Problem | Please restate the listing that follows without changing anything.

Segment Start: Provided entries

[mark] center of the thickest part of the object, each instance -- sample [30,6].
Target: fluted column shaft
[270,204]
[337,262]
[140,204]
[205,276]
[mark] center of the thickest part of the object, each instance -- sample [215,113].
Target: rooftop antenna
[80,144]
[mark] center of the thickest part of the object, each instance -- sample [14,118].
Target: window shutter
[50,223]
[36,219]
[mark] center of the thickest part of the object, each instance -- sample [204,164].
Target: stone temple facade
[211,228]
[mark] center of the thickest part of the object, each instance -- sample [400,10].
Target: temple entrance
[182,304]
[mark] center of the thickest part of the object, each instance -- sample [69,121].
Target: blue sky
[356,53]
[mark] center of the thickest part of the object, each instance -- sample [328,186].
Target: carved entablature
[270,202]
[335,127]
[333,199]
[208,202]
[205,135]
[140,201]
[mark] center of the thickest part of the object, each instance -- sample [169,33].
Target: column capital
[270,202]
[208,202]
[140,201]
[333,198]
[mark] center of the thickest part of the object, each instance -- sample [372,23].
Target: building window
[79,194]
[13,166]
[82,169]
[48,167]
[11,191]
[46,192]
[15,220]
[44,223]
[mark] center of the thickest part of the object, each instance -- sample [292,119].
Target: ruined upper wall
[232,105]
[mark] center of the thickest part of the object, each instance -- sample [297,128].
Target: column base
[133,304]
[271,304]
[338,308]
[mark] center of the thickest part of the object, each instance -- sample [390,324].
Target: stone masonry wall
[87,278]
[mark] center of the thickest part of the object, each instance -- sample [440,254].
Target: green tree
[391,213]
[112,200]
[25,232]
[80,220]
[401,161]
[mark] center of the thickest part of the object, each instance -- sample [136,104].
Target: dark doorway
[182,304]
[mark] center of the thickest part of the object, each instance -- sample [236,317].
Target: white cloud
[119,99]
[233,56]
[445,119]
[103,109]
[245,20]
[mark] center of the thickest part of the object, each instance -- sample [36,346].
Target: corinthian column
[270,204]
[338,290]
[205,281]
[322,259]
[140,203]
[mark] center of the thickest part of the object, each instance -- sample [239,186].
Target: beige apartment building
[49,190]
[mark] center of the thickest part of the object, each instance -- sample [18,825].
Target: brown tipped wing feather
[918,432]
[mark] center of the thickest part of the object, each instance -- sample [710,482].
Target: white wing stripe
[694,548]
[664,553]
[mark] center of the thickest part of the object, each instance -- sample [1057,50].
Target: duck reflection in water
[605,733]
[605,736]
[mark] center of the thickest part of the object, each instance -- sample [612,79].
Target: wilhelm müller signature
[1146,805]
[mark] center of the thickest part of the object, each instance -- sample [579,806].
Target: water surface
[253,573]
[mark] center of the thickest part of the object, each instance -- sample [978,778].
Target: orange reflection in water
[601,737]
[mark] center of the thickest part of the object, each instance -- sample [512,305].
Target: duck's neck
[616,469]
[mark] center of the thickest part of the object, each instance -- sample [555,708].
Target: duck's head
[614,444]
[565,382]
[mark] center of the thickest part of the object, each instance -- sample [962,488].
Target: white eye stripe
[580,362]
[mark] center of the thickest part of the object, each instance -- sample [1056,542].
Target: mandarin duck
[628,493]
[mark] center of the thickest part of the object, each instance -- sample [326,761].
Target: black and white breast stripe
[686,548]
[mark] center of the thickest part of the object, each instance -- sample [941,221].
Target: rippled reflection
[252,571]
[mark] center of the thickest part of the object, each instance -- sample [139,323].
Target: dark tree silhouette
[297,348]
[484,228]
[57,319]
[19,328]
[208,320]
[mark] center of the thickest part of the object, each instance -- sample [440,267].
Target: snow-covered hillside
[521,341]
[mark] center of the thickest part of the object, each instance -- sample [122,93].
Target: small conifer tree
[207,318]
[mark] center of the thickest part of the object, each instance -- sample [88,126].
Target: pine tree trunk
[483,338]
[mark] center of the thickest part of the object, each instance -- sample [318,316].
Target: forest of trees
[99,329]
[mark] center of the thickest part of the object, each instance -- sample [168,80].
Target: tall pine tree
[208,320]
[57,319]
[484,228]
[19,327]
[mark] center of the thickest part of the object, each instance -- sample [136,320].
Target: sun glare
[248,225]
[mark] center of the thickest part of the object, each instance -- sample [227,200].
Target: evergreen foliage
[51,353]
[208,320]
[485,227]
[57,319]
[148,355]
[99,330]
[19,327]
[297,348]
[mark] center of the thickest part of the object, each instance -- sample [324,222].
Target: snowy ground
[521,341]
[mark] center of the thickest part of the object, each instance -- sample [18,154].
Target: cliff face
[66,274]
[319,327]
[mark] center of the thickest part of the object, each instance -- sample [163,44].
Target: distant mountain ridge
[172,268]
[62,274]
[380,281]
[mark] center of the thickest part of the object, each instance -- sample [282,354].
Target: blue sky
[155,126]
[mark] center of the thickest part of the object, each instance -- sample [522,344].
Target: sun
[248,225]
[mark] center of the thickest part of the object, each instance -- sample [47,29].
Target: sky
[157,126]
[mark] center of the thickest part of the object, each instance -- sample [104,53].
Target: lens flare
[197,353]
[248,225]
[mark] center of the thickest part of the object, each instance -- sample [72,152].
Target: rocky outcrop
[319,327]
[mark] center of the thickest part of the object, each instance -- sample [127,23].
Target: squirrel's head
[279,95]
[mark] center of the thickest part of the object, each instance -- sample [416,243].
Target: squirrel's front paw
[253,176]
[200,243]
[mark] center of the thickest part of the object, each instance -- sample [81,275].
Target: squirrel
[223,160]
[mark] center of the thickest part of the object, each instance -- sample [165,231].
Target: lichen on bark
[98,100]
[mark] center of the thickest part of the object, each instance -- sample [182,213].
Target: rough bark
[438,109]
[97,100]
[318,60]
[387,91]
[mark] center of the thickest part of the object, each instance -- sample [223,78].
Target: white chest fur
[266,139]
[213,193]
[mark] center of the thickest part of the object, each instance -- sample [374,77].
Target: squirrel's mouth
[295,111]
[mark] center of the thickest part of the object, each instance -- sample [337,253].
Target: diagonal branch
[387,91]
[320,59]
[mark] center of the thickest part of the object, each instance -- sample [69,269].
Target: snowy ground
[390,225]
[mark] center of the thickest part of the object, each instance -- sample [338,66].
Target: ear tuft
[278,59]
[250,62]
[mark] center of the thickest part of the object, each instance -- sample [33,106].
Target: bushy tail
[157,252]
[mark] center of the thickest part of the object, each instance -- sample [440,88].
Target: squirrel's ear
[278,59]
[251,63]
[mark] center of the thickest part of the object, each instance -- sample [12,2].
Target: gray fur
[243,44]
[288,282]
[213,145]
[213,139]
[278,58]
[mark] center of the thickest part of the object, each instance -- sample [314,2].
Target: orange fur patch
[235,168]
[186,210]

Segment End: Provided entries

Finished exercise |
[mark] center of the thickest part of the object, each instance -- sample [30,6].
Target: fluted column shaft
[270,204]
[337,262]
[140,204]
[205,276]
[mark] center of the thickest part of the object, each instance -- sample [215,113].
Target: rooftop antenna
[80,144]
[mark] center of the thickest part of the object, each instance -- sample [14,118].
Target: window shutter
[50,223]
[36,219]
[mark] center of the thickest part of the object, each instance -- sample [204,164].
Target: stone temple facade
[211,228]
[mark] center of the thickest part of the object, each instance -- sample [400,10].
Target: temple entrance
[182,304]
[mark] center of the thickest part of the object, each instance -- sample [69,121].
Target: blue sky
[356,53]
[mark] center of the thickest part of the object, each instance -- sample [328,186].
Target: carved entablature
[270,202]
[335,127]
[333,199]
[208,202]
[205,135]
[140,201]
[mark] center of the thickest part of the object, each instance -- sample [169,33].
Target: column capital
[270,202]
[208,202]
[140,201]
[333,198]
[mark] center of the thickest part of the object, each instance -- sample [372,23].
Target: building window
[79,194]
[13,166]
[82,169]
[48,167]
[11,191]
[46,192]
[15,220]
[44,223]
[mark] center of the thickest part of the object, each instance -- sample [292,119].
Target: ruined upper wall
[232,105]
[mark] center of the thickest part of the object, each instance -- sample [297,128].
Target: column base
[133,304]
[271,304]
[338,308]
[mark] center of the thickest part of the object, each instance -- sample [390,324].
Target: stone masonry wall
[87,278]
[mark] center of the thickest part of the object, each instance -- sample [440,254].
Target: green tree
[391,213]
[112,200]
[25,232]
[80,220]
[401,161]
[mark] center of the thickest part of the object, each instance -- sample [136,104].
Target: dark doorway
[182,304]
[mark] center of the thickest part of the object, each instance -- sample [236,317].
Target: white cloud
[119,99]
[233,56]
[445,119]
[103,109]
[245,20]
[mark] center of the thickest part of the object, each instance -- sample [36,346].
Target: corinthian column
[270,204]
[338,290]
[205,281]
[322,259]
[140,203]
[mark] center of the thickest part of the object, each instance -- sample [239,186].
Target: beige apartment building
[49,190]
[mark] center of the thickest part of the object, each instance -- sample [18,825].
Target: brown tipped wing feather
[918,432]
[mark] center of the thickest part of the object, each instance -- sample [710,482].
Target: white wing stripe
[694,548]
[664,553]
[mark] center of the thickest part of the object, each instance -- sample [1057,50].
Target: duck reflection in water
[605,733]
[605,736]
[mark] center of the thickest part of the object, each instance -- sample [612,79].
Target: wilhelm müller signature
[1146,805]
[mark] center of the thickest part of the object, each instance -- sample [579,806].
Target: water surface
[253,573]
[mark] center of the thickest part of the object, each instance -- sample [978,778].
Target: orange reflection in water
[601,737]
[mark] center of the thickest part of the object, each instance -- sample [512,305].
Target: duck's neck
[616,469]
[mark] center of the thickest part of the object, each instance -- sample [555,708].
Target: duck's head
[614,444]
[565,382]
[mark] center of the thickest part of the object, each instance -- sample [962,488].
Target: white eye stripe
[580,362]
[mark] center of the thickest part of the object, each instance -- sample [1056,542].
Target: mandarin duck
[628,493]
[mark] center of the thickest part of the object, each instance -- sample [326,761].
Target: black and white breast stripe
[686,548]
[mark] center of the thickest part of the object, each instance -- sample [941,221].
Target: rippled reflection
[252,571]
[mark] center of the thickest part of the object, each instance -- sample [139,323].
Target: dark tree silhouette
[297,348]
[484,228]
[57,319]
[19,328]
[208,320]
[mark] center of the thickest part of the object, each instance -- sample [440,267].
Target: snow-covered hillside
[521,341]
[mark] center of the thickest part of the object, each instance -- sample [122,93].
Target: small conifer tree
[207,318]
[mark] center of the thickest part of the object, each instance -- sample [88,126].
Target: pine tree trunk
[483,338]
[mark] center of the thickest part of the object, each instance -- sample [318,316].
Target: forest of trees
[99,329]
[mark] center of the thickest part of the object, each instance -- sample [168,80].
Target: tall pine tree
[208,320]
[57,319]
[484,228]
[19,327]
[mark] center of the thickest part of the object, each instance -- sample [136,320].
Target: sun glare
[248,225]
[mark] center of the thickest part of the object, each instance -- sample [227,200].
Target: evergreen foliage
[51,353]
[208,320]
[485,227]
[57,319]
[148,355]
[99,330]
[19,327]
[297,348]
[mark] center of the thickest part of the object, each instance -- sample [324,222].
Target: snowy ground
[521,341]
[mark] center of the thickest part of the object, each instance -- sample [18,154].
Target: cliff face
[66,274]
[319,327]
[mark] center of the thickest part of the object, each instance -- sample [163,44].
Target: distant mountain ridge
[172,268]
[62,274]
[380,281]
[mark] center of the thickest part of the object, each instance -- sample [282,354].
Target: blue sky
[155,126]
[mark] center of the thickest part of the object, each instance -- sample [522,344].
Target: sun
[248,225]
[mark] center of the thickest part of the object, each instance -- sample [47,29].
Target: sky
[157,126]
[mark] center of the thickest part of the object, each instance -- sample [104,53].
Target: lens flare
[197,353]
[248,225]
[mark] center of the thickest part of the object, each instance -- sample [72,152].
Target: rocky outcrop
[319,327]
[mark] center of the thickest part of the object, each instance -- sample [127,23].
Target: squirrel's head
[279,95]
[mark] center of the thickest part of the object, each instance -- sample [416,243].
Target: squirrel's front paw
[253,176]
[200,243]
[mark] center of the thickest part of the object, each instance -- sample [81,275].
Target: squirrel
[223,160]
[mark] center of the thickest part of the object, each instance -- sample [165,231].
Target: lichen on bark
[98,100]
[mark] center of the thickest part of the object, each instance -- sample [182,213].
Target: rough bark
[438,109]
[97,100]
[318,60]
[387,91]
[mark] center of the thickest part of the object, each instance -- sample [223,78].
Target: white chest fur
[266,139]
[213,193]
[mark] center of the thickest part of the object, each instance -- sample [374,77].
Target: squirrel's mouth
[295,111]
[mark] center of the thickest part of the object, each instance -- sample [337,253].
Target: diagonal branch
[387,91]
[320,59]
[mark] center of the thickest part of the object, each instance -- sample [69,269].
Target: snowy ground
[390,225]
[mark] center of the thickest part of the object, each instance -- sample [338,66].
Target: ear tuft
[278,59]
[250,62]
[mark] center of the thickest part of the object, each instance -- sample [33,106].
Target: bushy tail
[157,252]
[mark] center of the thickest part of the object, each instance -- sample [440,88].
Target: squirrel's ear
[278,59]
[251,63]
[mark] center of the thickest part of the object, each instance -- sample [12,2].
Target: gray fur
[243,44]
[288,282]
[213,145]
[213,139]
[278,58]
[mark] center of the thickest part of the object, each instance -- sample [314,2].
Target: orange fur patch
[235,168]
[186,210]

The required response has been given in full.